Stored records
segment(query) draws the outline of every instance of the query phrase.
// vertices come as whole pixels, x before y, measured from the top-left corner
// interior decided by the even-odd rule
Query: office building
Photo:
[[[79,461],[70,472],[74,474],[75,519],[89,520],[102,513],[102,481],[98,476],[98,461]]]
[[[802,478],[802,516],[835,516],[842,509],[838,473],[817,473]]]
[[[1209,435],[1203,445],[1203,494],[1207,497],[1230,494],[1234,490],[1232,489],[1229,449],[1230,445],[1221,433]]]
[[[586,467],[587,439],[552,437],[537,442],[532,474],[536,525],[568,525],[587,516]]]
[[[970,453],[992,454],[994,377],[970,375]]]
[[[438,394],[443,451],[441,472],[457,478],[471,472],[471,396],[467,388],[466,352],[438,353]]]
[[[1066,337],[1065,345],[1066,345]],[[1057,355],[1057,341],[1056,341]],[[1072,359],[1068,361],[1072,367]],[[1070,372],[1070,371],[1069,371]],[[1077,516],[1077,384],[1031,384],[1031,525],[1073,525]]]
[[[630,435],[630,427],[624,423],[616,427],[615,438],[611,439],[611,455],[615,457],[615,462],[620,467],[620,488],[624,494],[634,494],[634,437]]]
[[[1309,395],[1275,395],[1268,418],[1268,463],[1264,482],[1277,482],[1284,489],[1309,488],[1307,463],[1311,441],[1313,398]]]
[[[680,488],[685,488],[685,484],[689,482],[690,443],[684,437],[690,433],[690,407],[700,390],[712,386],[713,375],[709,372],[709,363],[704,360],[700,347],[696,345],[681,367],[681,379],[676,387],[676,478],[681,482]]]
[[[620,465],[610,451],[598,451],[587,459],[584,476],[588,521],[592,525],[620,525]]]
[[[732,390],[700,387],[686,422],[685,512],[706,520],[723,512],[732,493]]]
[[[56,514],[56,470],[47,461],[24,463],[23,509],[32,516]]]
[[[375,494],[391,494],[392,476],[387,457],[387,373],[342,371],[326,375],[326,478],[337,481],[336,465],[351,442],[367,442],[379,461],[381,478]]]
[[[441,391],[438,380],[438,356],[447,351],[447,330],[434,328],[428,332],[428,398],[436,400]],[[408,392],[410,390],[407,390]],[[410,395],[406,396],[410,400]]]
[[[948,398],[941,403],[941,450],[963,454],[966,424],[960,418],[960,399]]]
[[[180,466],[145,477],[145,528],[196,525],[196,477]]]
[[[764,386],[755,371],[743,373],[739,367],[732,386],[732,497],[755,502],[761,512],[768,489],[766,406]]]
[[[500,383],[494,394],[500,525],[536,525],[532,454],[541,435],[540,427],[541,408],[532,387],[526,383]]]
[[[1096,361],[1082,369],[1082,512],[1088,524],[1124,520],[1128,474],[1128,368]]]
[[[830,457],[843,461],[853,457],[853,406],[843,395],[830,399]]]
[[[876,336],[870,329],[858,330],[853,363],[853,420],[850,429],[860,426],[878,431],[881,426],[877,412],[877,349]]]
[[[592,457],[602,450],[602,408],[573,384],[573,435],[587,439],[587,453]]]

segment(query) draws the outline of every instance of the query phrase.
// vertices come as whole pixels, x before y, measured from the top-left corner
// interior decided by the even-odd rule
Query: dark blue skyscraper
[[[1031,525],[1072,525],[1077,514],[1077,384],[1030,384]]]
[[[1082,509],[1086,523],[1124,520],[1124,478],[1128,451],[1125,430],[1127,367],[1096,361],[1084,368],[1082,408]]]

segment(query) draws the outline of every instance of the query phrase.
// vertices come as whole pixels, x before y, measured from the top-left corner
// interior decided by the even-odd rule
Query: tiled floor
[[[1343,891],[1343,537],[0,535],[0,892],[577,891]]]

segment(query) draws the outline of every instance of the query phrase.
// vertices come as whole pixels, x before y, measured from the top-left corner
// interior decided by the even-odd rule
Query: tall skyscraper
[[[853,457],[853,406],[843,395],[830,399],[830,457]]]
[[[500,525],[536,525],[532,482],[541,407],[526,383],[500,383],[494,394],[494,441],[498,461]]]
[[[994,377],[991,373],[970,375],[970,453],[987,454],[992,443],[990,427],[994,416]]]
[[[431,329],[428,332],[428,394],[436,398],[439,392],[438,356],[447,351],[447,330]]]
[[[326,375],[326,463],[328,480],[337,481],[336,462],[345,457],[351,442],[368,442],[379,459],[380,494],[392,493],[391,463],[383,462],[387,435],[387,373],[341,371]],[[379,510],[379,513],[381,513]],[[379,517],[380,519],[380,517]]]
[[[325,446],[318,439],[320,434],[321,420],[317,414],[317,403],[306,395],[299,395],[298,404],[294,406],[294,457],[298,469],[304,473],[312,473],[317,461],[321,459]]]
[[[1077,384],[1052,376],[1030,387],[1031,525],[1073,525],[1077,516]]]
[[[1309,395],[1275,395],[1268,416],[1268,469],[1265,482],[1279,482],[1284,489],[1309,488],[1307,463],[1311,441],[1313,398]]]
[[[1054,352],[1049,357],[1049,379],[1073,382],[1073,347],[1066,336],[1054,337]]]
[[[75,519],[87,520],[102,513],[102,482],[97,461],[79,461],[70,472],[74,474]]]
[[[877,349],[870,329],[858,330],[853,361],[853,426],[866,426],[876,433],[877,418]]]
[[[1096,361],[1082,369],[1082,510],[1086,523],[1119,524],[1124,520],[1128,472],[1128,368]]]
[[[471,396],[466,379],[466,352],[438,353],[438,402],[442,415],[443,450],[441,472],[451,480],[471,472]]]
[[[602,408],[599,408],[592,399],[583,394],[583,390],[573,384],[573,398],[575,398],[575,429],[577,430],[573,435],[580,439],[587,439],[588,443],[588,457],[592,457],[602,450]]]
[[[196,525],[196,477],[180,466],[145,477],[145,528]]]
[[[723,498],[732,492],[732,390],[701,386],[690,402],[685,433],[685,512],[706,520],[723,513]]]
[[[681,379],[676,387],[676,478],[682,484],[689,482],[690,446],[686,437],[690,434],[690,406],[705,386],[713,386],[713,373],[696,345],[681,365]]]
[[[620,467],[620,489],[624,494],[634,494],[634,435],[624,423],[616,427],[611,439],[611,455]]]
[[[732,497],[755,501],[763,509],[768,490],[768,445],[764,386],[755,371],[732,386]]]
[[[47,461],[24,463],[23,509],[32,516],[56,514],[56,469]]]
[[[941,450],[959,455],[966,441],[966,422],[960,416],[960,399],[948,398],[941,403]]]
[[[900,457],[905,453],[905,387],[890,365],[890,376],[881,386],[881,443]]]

*PROBLEM*
Could you write out every line of the records, from their start through the line that contains "[[[970,453],[992,454],[994,377],[970,375]]]" (inclusive), with each coordinate in the answers shifted by -133?

*REPLY*
segment(query) draws the outline of every instance of the query phrase.
// vertices come as whole pixels, x before y, measured from the top-left corner
// interior decided by the even-odd rule
Query: office building
Photo:
[[[-54,328],[-63,339],[-59,341],[-58,386],[-44,387],[-31,380],[-31,348],[-35,343],[-35,328]]]
[[[669,345],[669,383],[702,383],[709,376],[705,340],[684,340]]]
[[[1076,302],[1070,312],[1070,361],[1074,364],[1097,361],[1101,357],[1099,356],[1096,316],[1097,312],[1088,300]]]
[[[453,334],[454,306],[419,304],[404,309],[399,341],[403,392],[435,392],[454,383]]]
[[[837,320],[859,321],[861,244],[837,242]]]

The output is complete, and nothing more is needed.